O que se pede -
1. Extraia, sem nenhuma alteração, o trecho do texto sobre seleção de pessoas na empresa que vai de "O terceiro passo" até "essa interpretação corretamente.", incluindo as duas pontas.
2. Escreva a continuação do texto sobre seleção e gestão de funcionários, a partir da última frase apresentada.

Trecho do texto -
++++++++
O terceiro passo é admitir que a reação externalizada corresponde ao esforço do funcionário de convencê-lo de algo – o que ele acha que você espera da reação dele. Obviamente, não manifesta necessariamente a sua reação real, interna. É apenas o que ele tenta fazer parecer que aceitou. E o que “ele tenta fazer parecer que aceitou” pode dizer muito sobre sua reação real. No entanto, é necessário que você o conheça individualmente para fazer essa interpretação corretamente.

O quarto passo é admitir que, independentemente de qualquer coisa, o que interessa é o resultado. Preocupe-se, portanto, de medi-lo continuamente, de várias formas, e compará-las de pontos de vista diferentes. Geralmente não importa muito se alguém lhe admira ou lhe odeia, desde que produza; e, é claro, um eventual ressentimento não se transforme em tentativas reais de atingi-lo.

Acho que já situamos o bastante o tema central de hoje: a seleção como o momento crucial da “administração” de seres humanos na empresa. O processo seletivo se complementa com o processo “depurativo”: ou seja, após “selecionar” as melhores promessas, é necessário manter as que se concretizam e afastar as que continuam como promessas. Não apenas para a estabilidade da empresa: também como reconhecimento àqueles que cumprem suas promessas (todos precisam perceber que você percebe claramente os que sempre deixam pra cumprir suas promessas amanhã).

O processo “depurativo” pode seguir índices de desempenho – afinal, como colocado no “quarto passo” acima, o que interessa é o resultado – o que o torna infinitamente mais simples que o processo seletivo.

Selecionar significa perceber que tem maiores probabilidades de cumprir suas funções – ou a promessa de bom desempenho. Isso é mais arte que ciência; é uma habilidade a ser desenvolvida dia-a-dia, caso a caso; é necessário guardar cada avaliação na memória para poder comparar com o resultado – que só virá semanas, meses ou anos depois. Algo que requer um elevado grau de consciência para que receba a atenção e o esforço necessários.
++++++++
Linhas do conjunto -
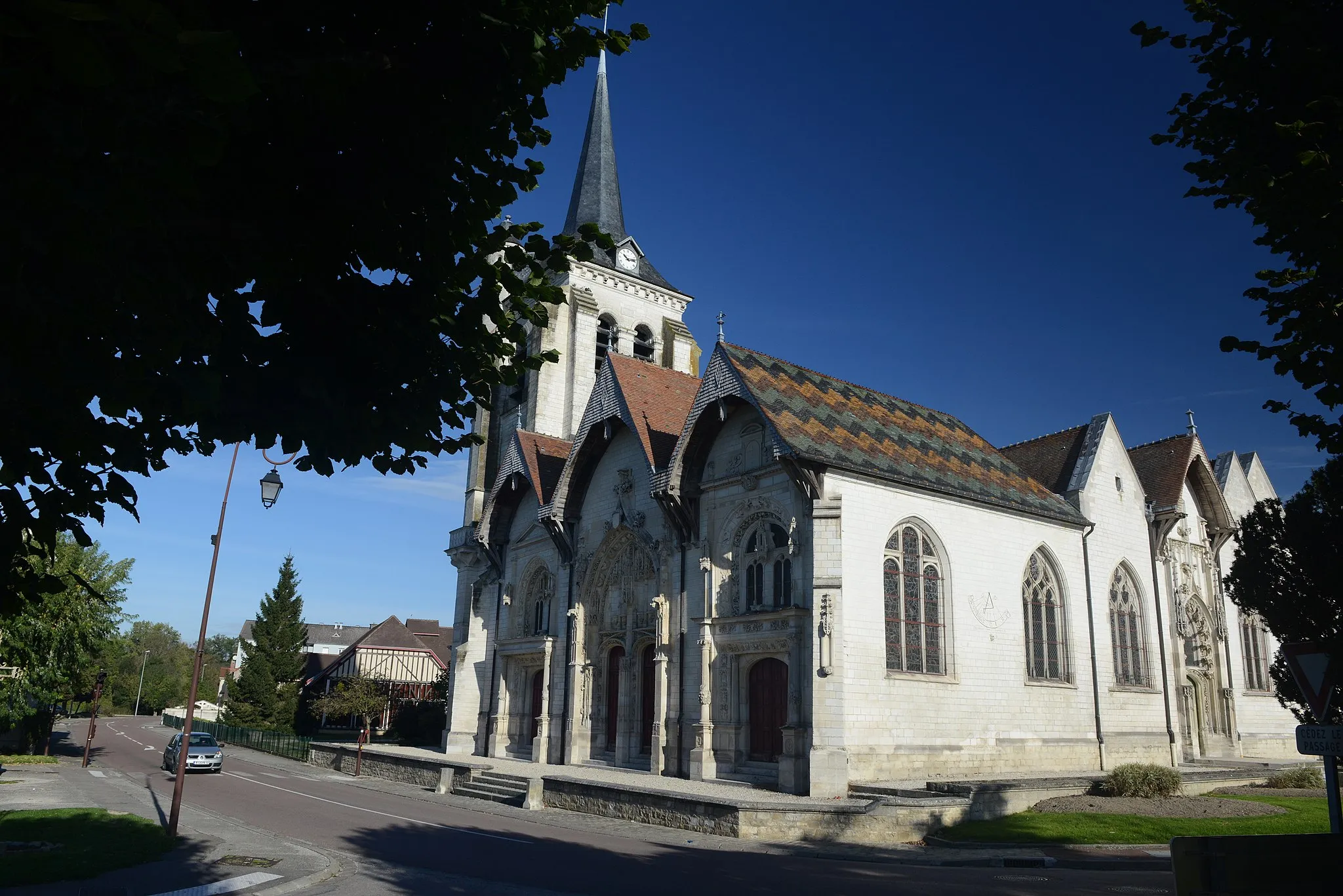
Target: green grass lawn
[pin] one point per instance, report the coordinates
(93, 841)
(1304, 816)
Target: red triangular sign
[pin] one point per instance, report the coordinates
(1315, 673)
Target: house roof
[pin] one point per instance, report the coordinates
(657, 400)
(1051, 458)
(829, 421)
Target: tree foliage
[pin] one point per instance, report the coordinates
(55, 640)
(205, 188)
(1268, 127)
(1289, 568)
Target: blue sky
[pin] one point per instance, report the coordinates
(954, 203)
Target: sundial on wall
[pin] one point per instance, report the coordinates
(988, 610)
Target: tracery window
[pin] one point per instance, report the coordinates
(536, 614)
(1254, 649)
(607, 338)
(644, 343)
(912, 586)
(767, 555)
(1126, 631)
(1047, 632)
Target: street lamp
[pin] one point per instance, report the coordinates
(270, 486)
(142, 683)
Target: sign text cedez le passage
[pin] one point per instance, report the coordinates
(1319, 741)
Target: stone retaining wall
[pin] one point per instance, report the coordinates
(422, 771)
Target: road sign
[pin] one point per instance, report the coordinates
(1319, 741)
(1315, 672)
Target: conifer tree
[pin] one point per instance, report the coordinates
(266, 693)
++++++++
Respostas por tarefa -
1.
O terceiro passo é admitir que a reação externalizada corresponde ao esforço do funcionário de convencê-lo de algo – o que ele acha que você espera da reação dele. Obviamente, não manifesta necessariamente a sua reação real, interna. É apenas o que ele tenta fazer parecer que aceitou. E o que “ele tenta fazer parecer que aceitou” pode dizer muito sobre sua reação real. No entanto, é necessário que você o conheça individualmente para fazer essa interpretação corretamente.

2.
Porque afirmamos que selecionar é “o momento crucial da ‘administração’ de RH”? Porque selecionar a pessoa adequada para a função e para o ambiente da função é como começar um jogo ganhando e com um bom time: ou seja, a tendência é consolidar a vitória e aumentar o placar. Enquanto selecionar inadequadamente significa começar perdendo, jogando com um time ruim, em que os jogadores jogam mal; além disso, nunca chegarão a formar um sistema, um grupo que se auto-regula. Ou seja, a tendência é continuar perdendo e cada vez mais feio.

Bom, acho que você já está suficientemente convencido da importância da seleção. A questão agora é “só” saber como fazê-lo. Como já disse, seria mais arte que ciência e uma habilidade a ser buscada e desenvolvida individualmente, caso a caso. No entanto, algumas sugestões talvez possam ajudá-lo no processo.

Primeiro, defina a função claramente. A partir da função, defina o perfil que o atenderá.

Segundo, analisar o currículo (formação e experiências anteriores) e a apresentação (aparência geral, postura e modo de falar) está longe de ser suficiente; mas são etapas necessárias, fundamentais, sem as quais não adiantaria muito dar os próximos passos – muito mais abstratos e relativamente difíceis.

Terceiro, você tem 5 a 10 minutos para conseguir “ver por trás da máscara” – algo que os psicólogos podem requerer sessões e mais sessões de 45 minutos. Quem é a pessoa que está tentando conseguir um crachá da sua empresa? O que ela realmente quer? E o que ela realmente pode fazer – de produtivo e de destrutivo? Que meios estaria disposta a usar para atingir seus objetivos – ou seja, quais são os seus limites: morais, legais ou racionais?

Outras perguntas, talvez ainda mais difíceis de responder em 10 minutos, mas progressivamente mais importantes à medida em que aumenta a complexidade da função e o grau de dependência da empresa em relação ao funcionário:

1. Como essa pessoa pensa? Que lógica ela usa em suas decisões? Uma lógica predominantemente científica, racional ou a-racional?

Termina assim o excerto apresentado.